- **Short exercise A**
In the post about jury fees, which statute usually sets out the ways a jury trial can be waived?

- **Text**
Showing posts with label jury trial. Show all posts
Showing posts with label jury trial. Show all posts

Thursday, February 29, 2024

Pay Those Jury Fees!

Tricoast Builders v. Fonnegra, No. S273368 (Cal. Feb. 26, 2024)

The State Constitution says that a jury trial can be waived only by means proscribed by a statute. In most instances, that statue is Code of Civil Procedure § 631. It lists various ways to waive, including a failure to timely demand a jury and failure to timely post jury fees. It also affords a trial court the discretion to nonetheless permit a jury trial, even if waived, “upon just terms.” § 631(g).

Here, Plaintiff clearly waived. It never demanded a jury or posted fees. But Defendant did, only to expressly waive jury on the day of trial. Plaintiff argues, however, that absent harm to the Plaintiff, it was entitled to have its waiver excused under § 631(g). But—canvassing the authority—the Court finds that prejudice to the opposing party isn’t the only grounds to deny relief from a waiver. In particular, most of the cases that grant relief based on lack of prejudice do so to excuse technical failures that lead to waiver, like posting an incorrect amount of fees. In those cases, the discretion to excuse a waiver is generally broadly exercised. But in other cases—where excuse is sought tardily or for tactical advantage, where the prior waiver was express, and where the party lacked good reason to seek relief—denial of relief has been affirmed.

The facts here aren’t so clear. Plaintiff clearly prepared for a jury trial, because Defendant had heretofore demanded one, and up to the trial date, that was everyone expectation. So the timing of its belated request for an excuse wasn’t the kind of gamesmanship that usually merits denial of relief. The Supreme Court finds the record unclear, and, as we shall see, finds other grounds to affirm anyway. But it offers some dicta for the benefit of litigants in similar situations.

1. Each side is required to make its own jury demand and to timely post fees. Nothing stops a party that complied with that requirement, when the other side didn’t, from dropping its demand in the eve of trial.

- **Supplied material**

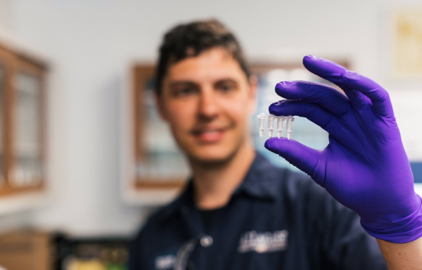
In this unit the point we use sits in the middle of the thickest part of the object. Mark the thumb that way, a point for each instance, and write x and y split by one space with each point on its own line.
304 158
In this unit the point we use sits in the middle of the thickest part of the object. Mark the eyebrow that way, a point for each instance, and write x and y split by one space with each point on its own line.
191 83
182 83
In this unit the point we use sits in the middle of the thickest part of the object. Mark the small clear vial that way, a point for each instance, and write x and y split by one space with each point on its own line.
261 118
271 119
289 126
280 124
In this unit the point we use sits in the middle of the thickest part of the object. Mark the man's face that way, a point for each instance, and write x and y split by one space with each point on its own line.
207 101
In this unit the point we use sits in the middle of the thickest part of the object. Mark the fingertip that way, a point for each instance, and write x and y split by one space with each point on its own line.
275 107
281 86
309 58
351 77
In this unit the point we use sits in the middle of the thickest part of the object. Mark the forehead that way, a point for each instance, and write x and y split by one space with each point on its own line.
210 65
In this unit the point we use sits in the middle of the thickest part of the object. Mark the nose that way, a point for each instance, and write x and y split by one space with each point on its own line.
208 105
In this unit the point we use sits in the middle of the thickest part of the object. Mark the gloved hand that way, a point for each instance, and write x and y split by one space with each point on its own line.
364 166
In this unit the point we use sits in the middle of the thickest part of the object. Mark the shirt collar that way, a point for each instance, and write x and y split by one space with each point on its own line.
258 183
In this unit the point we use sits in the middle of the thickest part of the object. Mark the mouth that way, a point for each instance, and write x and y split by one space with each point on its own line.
209 135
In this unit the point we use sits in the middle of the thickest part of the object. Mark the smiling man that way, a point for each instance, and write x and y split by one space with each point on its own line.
240 212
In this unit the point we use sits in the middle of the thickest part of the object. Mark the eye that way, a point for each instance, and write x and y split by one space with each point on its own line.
226 87
184 91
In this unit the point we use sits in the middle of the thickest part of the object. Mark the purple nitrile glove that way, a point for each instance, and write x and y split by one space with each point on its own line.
364 166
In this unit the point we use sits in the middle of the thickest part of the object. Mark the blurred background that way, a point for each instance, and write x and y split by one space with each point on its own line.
84 158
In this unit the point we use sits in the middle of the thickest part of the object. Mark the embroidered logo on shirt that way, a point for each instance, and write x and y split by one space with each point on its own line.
263 241
165 262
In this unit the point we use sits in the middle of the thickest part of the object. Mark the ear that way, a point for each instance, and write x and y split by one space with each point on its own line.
159 102
253 89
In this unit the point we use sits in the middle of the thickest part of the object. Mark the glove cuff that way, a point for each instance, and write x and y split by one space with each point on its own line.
407 230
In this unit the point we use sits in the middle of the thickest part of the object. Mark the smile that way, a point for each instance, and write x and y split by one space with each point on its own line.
209 135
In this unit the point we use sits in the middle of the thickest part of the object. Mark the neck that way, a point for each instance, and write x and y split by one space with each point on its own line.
215 183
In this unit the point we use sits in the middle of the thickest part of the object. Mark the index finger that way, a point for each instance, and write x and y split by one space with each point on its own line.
347 79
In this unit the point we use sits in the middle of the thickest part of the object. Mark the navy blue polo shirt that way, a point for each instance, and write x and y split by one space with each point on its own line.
276 219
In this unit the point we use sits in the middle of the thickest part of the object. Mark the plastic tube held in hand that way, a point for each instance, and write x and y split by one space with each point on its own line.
364 166
289 127
280 124
261 118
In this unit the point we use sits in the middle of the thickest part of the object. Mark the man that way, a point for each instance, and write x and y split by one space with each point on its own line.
240 212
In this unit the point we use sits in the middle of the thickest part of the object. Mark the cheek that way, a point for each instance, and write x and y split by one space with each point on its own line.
237 109
180 116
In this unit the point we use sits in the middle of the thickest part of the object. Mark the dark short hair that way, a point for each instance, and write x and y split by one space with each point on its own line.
190 40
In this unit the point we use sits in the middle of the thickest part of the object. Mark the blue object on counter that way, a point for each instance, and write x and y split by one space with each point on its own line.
417 171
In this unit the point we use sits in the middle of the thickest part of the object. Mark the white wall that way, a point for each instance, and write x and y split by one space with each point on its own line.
91 45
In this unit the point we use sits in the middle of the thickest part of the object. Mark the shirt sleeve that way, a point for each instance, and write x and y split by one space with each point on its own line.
138 256
338 236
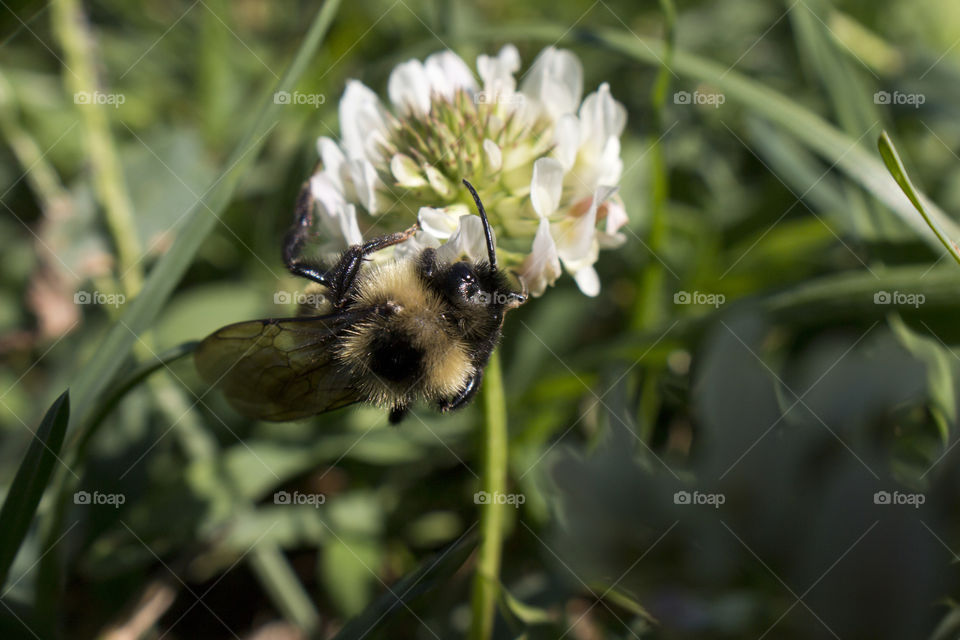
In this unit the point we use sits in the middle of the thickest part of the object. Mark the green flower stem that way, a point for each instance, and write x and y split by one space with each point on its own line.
70 27
493 481
649 311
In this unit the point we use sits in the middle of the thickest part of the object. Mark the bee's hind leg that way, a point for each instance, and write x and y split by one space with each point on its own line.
464 396
398 413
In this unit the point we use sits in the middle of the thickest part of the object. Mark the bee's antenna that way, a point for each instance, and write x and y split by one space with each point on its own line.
488 232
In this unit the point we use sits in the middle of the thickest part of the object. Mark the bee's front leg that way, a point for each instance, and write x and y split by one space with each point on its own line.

- **Short exercise B**
Please locate every line in the records that contains the word "hand" and copy each one, treating uppercase and lowercase as different.

- **Task result A**
Code of Civil Procedure § 631.

- **Task result B**
In this unit the point we use sits in the middle of the thickest part of the object. Mark the gloved hand that way, a point for each instance, and write x and y split by one space with each point on its own line.
In this unit the point we use sits in the middle of the thickest part of the object. Mark the plastic tube held in hand that way, a point for each instance, and write x and y split by one space with each point on its own line.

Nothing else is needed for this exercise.